— START RECORDED DATA —

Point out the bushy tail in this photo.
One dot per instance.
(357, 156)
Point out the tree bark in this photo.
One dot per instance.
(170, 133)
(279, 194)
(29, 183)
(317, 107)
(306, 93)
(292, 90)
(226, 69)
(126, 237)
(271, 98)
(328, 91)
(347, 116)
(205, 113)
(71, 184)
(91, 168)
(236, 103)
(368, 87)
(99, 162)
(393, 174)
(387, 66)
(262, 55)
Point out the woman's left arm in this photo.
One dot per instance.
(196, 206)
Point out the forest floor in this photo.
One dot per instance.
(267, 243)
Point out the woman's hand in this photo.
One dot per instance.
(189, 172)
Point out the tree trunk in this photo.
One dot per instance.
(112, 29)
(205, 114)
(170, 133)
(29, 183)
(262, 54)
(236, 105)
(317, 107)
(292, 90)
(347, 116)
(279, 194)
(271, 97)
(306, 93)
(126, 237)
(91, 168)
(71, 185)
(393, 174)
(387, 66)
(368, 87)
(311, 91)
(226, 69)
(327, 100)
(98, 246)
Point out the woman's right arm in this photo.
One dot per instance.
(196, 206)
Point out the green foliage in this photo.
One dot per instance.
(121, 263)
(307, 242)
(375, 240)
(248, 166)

— END RECORDED DATA —
— START RECORDED DATA —

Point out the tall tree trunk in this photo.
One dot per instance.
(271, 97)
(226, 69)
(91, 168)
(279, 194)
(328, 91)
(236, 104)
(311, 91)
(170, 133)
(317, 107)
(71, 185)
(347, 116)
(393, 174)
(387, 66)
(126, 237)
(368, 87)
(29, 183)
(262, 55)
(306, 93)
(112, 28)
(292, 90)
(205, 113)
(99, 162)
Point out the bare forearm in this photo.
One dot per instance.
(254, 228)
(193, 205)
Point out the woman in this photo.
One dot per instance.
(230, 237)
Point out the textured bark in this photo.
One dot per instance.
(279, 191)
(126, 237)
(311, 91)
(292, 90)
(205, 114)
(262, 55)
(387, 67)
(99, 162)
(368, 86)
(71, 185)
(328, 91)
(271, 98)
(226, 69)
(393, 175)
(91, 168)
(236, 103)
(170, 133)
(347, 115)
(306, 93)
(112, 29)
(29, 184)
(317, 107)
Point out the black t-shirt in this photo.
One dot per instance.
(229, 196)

— END RECORDED DATA —
— START RECORDED DATA —

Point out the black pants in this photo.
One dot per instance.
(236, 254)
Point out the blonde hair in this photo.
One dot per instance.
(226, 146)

— END RECORDED DATA —

» GIVEN REQUEST
Count the lines of the material that contain the word "woman", and give only the number.

» COMPLETE ANSWER
4